--- Start Dataset records ---

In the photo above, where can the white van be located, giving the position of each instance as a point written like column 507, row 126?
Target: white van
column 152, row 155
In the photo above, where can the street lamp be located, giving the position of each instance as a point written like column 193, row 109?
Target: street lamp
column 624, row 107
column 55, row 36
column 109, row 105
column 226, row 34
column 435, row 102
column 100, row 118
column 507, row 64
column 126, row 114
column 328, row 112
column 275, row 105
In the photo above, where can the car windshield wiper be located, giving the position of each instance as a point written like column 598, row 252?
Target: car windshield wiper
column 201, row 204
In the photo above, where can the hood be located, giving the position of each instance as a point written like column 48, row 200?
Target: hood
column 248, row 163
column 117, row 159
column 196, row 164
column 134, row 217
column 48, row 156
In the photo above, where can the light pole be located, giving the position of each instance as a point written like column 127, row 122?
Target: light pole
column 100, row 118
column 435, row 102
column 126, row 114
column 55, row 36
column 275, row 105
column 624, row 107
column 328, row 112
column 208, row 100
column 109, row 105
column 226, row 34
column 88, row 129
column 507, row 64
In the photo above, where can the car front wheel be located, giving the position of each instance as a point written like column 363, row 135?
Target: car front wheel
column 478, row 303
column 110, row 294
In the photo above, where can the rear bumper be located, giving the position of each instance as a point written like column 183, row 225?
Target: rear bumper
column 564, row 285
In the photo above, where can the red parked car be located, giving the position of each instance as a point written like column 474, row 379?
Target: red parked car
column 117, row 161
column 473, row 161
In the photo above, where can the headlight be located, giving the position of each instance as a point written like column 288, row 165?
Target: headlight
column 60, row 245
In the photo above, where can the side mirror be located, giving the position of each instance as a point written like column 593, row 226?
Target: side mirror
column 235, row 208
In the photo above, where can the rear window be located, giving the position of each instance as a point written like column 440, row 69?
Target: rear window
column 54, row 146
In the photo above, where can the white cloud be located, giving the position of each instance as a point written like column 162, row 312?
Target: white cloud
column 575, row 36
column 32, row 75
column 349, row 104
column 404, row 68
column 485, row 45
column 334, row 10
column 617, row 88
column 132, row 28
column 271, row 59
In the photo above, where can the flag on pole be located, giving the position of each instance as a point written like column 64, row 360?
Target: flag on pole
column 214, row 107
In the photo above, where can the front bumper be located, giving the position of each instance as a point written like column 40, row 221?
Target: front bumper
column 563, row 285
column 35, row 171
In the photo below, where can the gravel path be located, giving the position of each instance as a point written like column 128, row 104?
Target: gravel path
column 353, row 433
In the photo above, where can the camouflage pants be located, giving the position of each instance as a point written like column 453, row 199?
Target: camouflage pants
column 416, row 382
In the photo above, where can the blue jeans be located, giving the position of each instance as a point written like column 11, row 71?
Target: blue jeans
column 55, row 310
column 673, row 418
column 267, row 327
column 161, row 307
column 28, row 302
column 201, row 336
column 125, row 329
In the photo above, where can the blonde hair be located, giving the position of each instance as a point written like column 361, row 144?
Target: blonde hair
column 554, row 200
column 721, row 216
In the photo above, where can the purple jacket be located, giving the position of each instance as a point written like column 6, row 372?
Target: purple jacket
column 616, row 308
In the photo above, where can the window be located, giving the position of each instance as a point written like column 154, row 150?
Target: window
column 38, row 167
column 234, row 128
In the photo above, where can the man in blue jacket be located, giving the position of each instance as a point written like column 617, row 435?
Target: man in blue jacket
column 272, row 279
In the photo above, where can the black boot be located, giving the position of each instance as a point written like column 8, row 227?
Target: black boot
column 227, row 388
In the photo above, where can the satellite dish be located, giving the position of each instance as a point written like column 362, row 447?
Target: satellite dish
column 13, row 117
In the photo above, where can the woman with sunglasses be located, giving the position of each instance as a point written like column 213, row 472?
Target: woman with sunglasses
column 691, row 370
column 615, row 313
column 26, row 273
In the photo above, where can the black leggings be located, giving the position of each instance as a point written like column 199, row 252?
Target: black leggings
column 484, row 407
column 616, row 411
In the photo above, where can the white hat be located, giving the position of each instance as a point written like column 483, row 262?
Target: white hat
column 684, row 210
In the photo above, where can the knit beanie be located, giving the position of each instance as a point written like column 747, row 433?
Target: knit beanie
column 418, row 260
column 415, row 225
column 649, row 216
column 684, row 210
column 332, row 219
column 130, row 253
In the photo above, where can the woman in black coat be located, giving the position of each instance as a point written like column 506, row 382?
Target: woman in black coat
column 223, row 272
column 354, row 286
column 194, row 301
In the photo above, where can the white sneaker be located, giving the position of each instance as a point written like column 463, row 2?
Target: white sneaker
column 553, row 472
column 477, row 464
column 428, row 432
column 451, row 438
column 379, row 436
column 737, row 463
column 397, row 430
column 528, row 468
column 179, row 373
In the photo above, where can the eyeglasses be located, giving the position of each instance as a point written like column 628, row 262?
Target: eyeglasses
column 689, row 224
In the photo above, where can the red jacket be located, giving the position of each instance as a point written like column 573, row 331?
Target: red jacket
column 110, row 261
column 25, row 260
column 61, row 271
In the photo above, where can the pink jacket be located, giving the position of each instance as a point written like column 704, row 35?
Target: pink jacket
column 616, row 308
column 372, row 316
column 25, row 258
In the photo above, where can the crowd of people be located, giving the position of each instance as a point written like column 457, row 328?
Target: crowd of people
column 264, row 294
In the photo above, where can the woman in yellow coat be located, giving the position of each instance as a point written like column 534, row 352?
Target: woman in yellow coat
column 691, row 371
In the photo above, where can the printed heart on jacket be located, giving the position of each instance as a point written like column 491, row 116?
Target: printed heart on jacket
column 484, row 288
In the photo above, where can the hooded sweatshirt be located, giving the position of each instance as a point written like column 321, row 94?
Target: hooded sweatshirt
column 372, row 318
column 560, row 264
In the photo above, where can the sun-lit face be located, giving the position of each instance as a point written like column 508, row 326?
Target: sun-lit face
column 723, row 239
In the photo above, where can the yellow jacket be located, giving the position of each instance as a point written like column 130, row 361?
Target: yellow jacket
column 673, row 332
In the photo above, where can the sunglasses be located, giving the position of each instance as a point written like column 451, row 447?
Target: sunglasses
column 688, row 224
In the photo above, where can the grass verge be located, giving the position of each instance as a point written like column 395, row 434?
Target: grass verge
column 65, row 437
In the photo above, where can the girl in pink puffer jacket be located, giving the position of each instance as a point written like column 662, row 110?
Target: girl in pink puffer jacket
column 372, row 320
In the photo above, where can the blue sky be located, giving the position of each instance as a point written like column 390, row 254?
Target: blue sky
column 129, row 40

--- End Dataset records ---

#### [Direction]
Can you output every line of all the items above as a numbered list, leaving out any blank lines?

#### [Output for this task]
1. In the photo above, where can the white van be located, giving the position of each instance as a point written like column 507, row 126?
2. Target: white van
3. column 152, row 155
4. In the photo above, where can the street lamp be located, giving the position of each instance as a point written like column 193, row 109?
5. Target: street lamp
6. column 624, row 107
7. column 55, row 36
8. column 109, row 105
9. column 226, row 34
10. column 435, row 102
11. column 100, row 118
12. column 507, row 64
13. column 126, row 114
14. column 328, row 112
15. column 275, row 105
16. In the photo above, where can the car windshield wiper be located, giving the position of each instance as a point written like column 598, row 252?
17. Target: car windshield wiper
18. column 201, row 204
19. In the photo above, where can the hood be located, giving the position of each instance as a point written like column 48, row 200?
20. Target: hood
21. column 248, row 163
22. column 117, row 159
23. column 196, row 164
24. column 134, row 217
25. column 48, row 156
26. In the photo above, where can the light pole be located, giving the position of each instance as a point written like column 127, row 122?
27. Target: light pole
28. column 100, row 118
29. column 435, row 102
30. column 126, row 114
31. column 55, row 36
32. column 275, row 105
33. column 624, row 107
34. column 328, row 112
35. column 208, row 100
36. column 109, row 105
37. column 226, row 34
38. column 88, row 129
39. column 507, row 64
40. In the photo above, where can the car front wheel be located, giving the position of each instance as a point written like column 363, row 135?
41. Target: car front wheel
42. column 478, row 303
43. column 110, row 294
44. In the photo above, where can the rear bumper be located, giving the position of each instance as a point written like column 183, row 225?
45. Target: rear bumper
46. column 564, row 285
47. In the photo above, where can the red parked car be located, giving the position of each instance as a point written like column 474, row 379?
48. Target: red parked car
49. column 117, row 161
50. column 473, row 161
51. In the photo above, where can the headlight be located, giving the position of each instance as a point written like column 288, row 165?
52. Target: headlight
53. column 60, row 245
54. In the photo above, where can the side mirror be located, giving the position of each instance as a point written like column 593, row 226?
55. Target: side mirror
56. column 235, row 208
57. In the photo above, where can the rear window be located, giving the position of each instance as a point written like column 440, row 69?
58. Target: rear window
59. column 54, row 146
60. In the photo above, where can the white cloud be located, giving the position of each instance as a point written like column 162, row 312?
61. Target: white cloud
62. column 575, row 36
63. column 32, row 75
64. column 349, row 104
65. column 404, row 68
66. column 485, row 45
67. column 334, row 10
68. column 617, row 88
69. column 132, row 28
70. column 271, row 59
71. In the photo above, where can the flag on pole be located, giving the position of each instance as a point written like column 64, row 360?
72. Target: flag on pole
73. column 214, row 107
74. In the photo above, where can the front bumper be located, giving the position of each instance as a point written like column 40, row 221?
75. Target: front bumper
76. column 563, row 285
77. column 35, row 171
78. In the photo below, where can the gravel path be located, giving the position of each instance as a point written like column 128, row 104?
79. Target: gravel path
80. column 353, row 433
81. In the photo above, where can the camouflage pants be located, giving the position of each instance as a point written like column 453, row 199?
82. Target: camouflage pants
83. column 416, row 382
84. In the photo above, where can the blue jeans be located, giving the position of each instance as a point written like column 11, row 71?
85. Target: blue jeans
86. column 55, row 310
87. column 673, row 418
88. column 267, row 327
89. column 161, row 307
90. column 28, row 302
91. column 201, row 336
92. column 125, row 329
93. In the photo above, where can the blonde hair be located, giving the position of each instance as a point written like column 361, row 144?
94. Target: blonde hair
95. column 554, row 200
96. column 721, row 216
97. In the photo above, where can the purple jacket be located, giving the position of each instance as a point written like column 6, row 372?
98. Target: purple jacket
99. column 616, row 308
100. In the photo above, where can the window be located, giving the position of each instance as a point written like column 154, row 150?
101. Target: window
102. column 38, row 167
103. column 234, row 128
104. In the photo above, where can the man in blue jacket be located, giving the position of each instance as a point written like column 617, row 435?
105. Target: man in blue jacket
106. column 272, row 279
107. In the photo above, where can the black boot be located, giving the position of each instance as a point written like column 8, row 227?
108. Target: black boot
109. column 227, row 388
110. In the photo above, where can the satellite dish be located, giving the position of each instance as a point written like column 362, row 447?
111. Target: satellite dish
112. column 13, row 117
113. In the photo above, where can the woman with sunglasses be located, giving the position of each instance as a point written like column 213, row 472?
114. Target: woman with sunglasses
115. column 691, row 370
116. column 615, row 313
117. column 26, row 273
118. In the photo above, where can the black leggings be located, giving the position of each instance as a point written like column 199, row 252?
119. Target: black leggings
120. column 484, row 407
121. column 616, row 411
122. In the photo above, where can the white hat be located, giving the position of each instance as a point written like column 483, row 262?
123. Target: white hat
124. column 684, row 210
125. In the photo above, where can the knit beanie be located, giving the position of each instance as a point written like column 747, row 433?
126. Target: knit beanie
127. column 418, row 260
128. column 415, row 225
129. column 649, row 216
130. column 684, row 210
131. column 332, row 219
132. column 130, row 253
133. In the photo above, where can the woman in black coat be located, giving the position of each instance as a point written like column 506, row 382?
134. Target: woman in black coat
135. column 223, row 272
136. column 354, row 286
137. column 194, row 301
138. In the photo above, where can the white sneaker be located, giving the position of each instance as a point written like column 463, row 2?
139. Target: white sneaker
140. column 553, row 472
141. column 477, row 464
142. column 428, row 432
143. column 451, row 438
144. column 379, row 436
145. column 737, row 463
146. column 397, row 430
147. column 528, row 468
148. column 179, row 373
149. In the photo above, where can the eyeglasses be located, giving the position of each instance as a point written like column 628, row 262?
150. Target: eyeglasses
151. column 689, row 224
152. In the photo above, where can the red jacket be located, giving the position of each instance as a point written like column 573, row 331?
153. Target: red jacket
154. column 110, row 261
155. column 25, row 260
156. column 61, row 271
157. In the photo above, where can the pink jacket be located, giving the position of each instance as a point written like column 704, row 35?
158. Target: pink jacket
159. column 616, row 308
160. column 372, row 316
161. column 25, row 258
162. In the photo above, where can the crowd of people be located, giving the position of each instance as a point written like column 457, row 328?
163. Target: crowd of people
164. column 264, row 294
165. In the photo above, where can the woman in yellow coat be located, giving the position of each instance as a point written like column 534, row 352?
166. Target: woman in yellow coat
167. column 691, row 371
168. In the photo above, where can the printed heart on jacket be located, giving the position of each instance as a point written like column 491, row 116?
169. Target: printed heart on jacket
170. column 484, row 288
171. In the photo above, where can the hooded sweatshirt be located, giving the position of each instance as a point written like column 321, row 94?
172. Target: hooded sweatshirt
173. column 372, row 318
174. column 560, row 264
175. In the photo above, where can the sun-lit face be located, giving the position of each instance as a point written like column 508, row 326?
176. Target: sun-lit face
177. column 723, row 239
178. In the photo above, where can the yellow jacket be located, giving the position of each instance as a point written like column 130, row 361?
179. Target: yellow jacket
180. column 673, row 332
181. In the photo above, where can the sunglasses be located, giving the position of each instance as a point written like column 451, row 447?
182. Target: sunglasses
183. column 688, row 224
184. In the photo above, where can the grass verge be located, giving the position of each instance as a point written like column 395, row 434?
185. Target: grass verge
186. column 65, row 437
187. In the photo above, where can the girl in pink puffer jacket be located, giving the position of each instance as a point written like column 662, row 110?
188. Target: girl in pink puffer jacket
189. column 372, row 320
190. In the photo above, where can the blue sky be located, giving the position of each instance as a point written like column 390, row 254?
191. Target: blue sky
192. column 129, row 40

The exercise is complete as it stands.